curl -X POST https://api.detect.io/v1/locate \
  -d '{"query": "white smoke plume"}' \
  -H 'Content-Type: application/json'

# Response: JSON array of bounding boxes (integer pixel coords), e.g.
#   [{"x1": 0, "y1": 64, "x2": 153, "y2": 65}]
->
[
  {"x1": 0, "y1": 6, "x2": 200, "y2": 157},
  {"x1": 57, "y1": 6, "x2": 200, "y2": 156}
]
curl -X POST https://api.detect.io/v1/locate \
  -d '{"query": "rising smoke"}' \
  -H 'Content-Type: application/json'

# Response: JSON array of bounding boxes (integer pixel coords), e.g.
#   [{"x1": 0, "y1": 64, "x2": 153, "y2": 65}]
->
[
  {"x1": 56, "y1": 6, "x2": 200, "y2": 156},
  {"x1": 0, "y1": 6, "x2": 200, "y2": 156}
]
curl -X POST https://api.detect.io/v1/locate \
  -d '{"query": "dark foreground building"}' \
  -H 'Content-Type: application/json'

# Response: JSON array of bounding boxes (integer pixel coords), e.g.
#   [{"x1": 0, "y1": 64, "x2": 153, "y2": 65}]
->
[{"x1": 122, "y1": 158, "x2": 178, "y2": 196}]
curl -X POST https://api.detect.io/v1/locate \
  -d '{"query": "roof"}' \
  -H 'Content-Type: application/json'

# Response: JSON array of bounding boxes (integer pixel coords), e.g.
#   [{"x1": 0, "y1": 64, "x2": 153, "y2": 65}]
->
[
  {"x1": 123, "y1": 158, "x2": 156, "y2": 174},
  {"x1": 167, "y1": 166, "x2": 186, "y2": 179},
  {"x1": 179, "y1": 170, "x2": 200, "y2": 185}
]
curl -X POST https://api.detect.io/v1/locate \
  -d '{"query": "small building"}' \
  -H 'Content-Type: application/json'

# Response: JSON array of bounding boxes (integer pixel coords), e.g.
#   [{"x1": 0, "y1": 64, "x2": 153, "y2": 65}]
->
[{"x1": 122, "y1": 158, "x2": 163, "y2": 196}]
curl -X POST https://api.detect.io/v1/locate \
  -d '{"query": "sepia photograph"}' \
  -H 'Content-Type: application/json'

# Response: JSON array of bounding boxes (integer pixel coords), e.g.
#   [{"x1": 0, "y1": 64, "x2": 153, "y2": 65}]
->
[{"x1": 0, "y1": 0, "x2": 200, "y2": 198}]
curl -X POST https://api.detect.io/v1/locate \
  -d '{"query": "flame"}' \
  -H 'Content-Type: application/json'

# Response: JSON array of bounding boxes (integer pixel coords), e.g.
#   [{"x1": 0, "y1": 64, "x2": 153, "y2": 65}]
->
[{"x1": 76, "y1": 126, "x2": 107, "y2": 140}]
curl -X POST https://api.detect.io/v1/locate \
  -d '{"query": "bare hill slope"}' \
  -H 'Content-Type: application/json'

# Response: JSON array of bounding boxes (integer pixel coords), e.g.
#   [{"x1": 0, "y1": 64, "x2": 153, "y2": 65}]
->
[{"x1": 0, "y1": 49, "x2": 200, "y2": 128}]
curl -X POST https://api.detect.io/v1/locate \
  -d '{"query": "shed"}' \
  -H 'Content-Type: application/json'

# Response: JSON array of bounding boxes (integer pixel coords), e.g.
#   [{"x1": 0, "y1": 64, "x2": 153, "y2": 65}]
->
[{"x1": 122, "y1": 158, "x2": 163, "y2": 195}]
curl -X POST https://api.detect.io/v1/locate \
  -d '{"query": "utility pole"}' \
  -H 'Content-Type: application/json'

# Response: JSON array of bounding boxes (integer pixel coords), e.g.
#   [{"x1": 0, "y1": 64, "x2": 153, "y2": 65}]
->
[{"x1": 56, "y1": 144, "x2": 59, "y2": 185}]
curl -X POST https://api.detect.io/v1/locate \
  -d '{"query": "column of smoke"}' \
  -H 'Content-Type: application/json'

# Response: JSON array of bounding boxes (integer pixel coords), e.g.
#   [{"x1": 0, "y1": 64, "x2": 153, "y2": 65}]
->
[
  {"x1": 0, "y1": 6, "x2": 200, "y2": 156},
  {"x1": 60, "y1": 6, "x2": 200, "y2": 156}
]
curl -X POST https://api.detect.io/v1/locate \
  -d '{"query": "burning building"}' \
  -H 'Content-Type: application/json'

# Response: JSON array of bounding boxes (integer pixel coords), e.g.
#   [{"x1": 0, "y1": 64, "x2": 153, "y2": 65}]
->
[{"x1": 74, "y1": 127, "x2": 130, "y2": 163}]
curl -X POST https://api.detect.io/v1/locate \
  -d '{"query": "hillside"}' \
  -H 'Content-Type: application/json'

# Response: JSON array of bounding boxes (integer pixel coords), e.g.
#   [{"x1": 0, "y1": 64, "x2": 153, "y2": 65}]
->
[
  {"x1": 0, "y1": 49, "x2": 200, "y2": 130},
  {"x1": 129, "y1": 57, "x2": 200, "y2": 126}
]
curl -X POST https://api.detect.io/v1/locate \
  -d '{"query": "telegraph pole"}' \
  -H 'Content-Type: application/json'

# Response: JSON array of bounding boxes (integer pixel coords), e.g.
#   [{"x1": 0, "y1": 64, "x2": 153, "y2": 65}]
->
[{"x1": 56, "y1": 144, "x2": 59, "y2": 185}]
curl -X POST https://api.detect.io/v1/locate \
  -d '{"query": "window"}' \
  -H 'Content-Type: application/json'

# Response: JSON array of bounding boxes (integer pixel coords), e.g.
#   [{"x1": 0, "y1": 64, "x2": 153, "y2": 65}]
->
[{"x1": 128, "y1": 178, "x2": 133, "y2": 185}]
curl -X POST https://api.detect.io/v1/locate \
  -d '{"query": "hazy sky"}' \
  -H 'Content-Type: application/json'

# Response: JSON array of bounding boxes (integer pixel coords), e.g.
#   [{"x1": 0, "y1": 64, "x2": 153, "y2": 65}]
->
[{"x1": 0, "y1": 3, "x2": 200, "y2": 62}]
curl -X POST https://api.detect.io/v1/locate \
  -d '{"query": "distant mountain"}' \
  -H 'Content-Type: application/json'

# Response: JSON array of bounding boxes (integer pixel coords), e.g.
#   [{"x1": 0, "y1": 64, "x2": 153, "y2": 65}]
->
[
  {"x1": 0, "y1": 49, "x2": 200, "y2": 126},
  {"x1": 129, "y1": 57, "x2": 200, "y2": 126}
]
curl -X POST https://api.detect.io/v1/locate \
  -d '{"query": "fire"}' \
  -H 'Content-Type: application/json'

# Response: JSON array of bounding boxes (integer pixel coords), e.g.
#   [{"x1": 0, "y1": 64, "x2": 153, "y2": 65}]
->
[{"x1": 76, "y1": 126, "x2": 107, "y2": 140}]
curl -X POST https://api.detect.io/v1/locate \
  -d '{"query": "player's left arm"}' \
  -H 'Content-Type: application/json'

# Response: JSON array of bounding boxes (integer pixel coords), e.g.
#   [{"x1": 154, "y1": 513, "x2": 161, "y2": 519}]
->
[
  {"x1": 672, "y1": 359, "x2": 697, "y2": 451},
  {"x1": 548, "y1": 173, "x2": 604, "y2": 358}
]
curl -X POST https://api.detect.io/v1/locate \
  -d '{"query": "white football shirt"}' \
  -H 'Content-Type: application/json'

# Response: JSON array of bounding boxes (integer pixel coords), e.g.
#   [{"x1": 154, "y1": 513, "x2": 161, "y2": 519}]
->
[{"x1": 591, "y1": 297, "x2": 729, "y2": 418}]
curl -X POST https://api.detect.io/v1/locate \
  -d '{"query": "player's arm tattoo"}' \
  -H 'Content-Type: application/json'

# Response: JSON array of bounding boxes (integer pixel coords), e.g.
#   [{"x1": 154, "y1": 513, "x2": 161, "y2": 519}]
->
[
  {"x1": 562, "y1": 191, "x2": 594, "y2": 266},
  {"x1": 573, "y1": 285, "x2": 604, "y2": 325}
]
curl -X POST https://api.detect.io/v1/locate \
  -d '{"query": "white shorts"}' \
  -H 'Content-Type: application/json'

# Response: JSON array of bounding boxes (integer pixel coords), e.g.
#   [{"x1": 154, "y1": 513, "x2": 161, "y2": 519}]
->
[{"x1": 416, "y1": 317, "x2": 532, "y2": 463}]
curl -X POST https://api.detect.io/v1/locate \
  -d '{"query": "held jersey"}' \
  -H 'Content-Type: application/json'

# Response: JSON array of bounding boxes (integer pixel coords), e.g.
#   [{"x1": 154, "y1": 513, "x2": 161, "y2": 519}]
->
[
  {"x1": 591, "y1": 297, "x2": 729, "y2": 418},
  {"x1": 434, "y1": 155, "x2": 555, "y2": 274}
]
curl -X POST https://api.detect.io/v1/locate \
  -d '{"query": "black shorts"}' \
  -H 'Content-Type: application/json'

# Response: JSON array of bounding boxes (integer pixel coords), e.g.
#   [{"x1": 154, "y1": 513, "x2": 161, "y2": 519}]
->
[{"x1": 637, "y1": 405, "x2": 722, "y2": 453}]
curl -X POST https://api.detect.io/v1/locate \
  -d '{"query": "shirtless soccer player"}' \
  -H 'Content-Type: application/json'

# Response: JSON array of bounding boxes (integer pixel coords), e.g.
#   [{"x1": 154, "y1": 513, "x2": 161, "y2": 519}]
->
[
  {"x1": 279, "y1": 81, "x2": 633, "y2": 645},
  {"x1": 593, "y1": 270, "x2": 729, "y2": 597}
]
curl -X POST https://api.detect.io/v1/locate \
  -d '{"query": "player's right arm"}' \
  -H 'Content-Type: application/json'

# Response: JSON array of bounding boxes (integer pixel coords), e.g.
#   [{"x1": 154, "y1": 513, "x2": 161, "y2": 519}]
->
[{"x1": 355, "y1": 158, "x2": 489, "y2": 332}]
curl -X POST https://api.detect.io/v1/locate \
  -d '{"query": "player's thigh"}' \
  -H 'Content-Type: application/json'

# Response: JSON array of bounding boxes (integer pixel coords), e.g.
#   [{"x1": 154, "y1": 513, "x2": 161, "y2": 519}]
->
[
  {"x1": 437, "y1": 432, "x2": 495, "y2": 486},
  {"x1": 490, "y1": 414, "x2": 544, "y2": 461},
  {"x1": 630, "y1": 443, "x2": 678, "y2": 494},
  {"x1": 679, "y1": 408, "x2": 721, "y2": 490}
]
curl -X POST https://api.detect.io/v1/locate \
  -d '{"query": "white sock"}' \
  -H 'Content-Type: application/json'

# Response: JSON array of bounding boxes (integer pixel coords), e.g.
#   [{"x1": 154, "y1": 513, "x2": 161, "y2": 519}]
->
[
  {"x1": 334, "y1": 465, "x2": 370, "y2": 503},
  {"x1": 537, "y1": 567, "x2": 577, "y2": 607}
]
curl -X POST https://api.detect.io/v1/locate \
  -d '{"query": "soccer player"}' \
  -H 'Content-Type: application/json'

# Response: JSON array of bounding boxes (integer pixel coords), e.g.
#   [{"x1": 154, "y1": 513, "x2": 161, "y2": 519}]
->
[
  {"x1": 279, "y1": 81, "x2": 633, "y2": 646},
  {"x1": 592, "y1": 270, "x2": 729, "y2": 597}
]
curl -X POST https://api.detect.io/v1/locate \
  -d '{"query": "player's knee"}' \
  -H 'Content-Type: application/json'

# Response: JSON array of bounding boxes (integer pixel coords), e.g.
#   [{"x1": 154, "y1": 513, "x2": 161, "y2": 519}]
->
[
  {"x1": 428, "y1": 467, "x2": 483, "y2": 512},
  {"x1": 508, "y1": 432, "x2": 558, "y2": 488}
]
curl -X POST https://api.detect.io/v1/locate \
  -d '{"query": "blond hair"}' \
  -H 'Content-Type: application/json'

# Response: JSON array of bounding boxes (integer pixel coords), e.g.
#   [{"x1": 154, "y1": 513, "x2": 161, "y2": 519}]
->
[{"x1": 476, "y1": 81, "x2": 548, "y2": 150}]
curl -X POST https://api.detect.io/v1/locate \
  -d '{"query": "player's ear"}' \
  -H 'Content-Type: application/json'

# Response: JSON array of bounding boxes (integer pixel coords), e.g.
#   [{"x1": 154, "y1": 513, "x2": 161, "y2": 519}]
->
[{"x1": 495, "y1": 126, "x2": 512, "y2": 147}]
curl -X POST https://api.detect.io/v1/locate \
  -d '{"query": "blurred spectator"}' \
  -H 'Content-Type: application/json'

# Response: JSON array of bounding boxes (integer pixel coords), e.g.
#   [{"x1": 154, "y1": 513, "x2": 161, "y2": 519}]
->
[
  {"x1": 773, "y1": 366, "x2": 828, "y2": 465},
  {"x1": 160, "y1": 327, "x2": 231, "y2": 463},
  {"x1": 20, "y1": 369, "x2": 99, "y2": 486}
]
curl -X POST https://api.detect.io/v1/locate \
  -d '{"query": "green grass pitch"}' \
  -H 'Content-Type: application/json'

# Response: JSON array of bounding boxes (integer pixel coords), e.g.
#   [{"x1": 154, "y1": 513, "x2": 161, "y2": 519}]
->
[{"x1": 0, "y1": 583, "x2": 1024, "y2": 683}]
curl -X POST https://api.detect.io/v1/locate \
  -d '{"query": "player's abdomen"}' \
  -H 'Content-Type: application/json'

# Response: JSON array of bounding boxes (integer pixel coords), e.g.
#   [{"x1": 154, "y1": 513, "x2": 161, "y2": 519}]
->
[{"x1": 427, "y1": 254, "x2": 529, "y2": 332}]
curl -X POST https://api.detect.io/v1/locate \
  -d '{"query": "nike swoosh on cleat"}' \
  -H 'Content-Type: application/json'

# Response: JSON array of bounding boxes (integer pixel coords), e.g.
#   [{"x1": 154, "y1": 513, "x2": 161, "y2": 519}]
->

Problem requirements | How many of the lines above contain the word "white"? Reply with the number alone.

In response | 4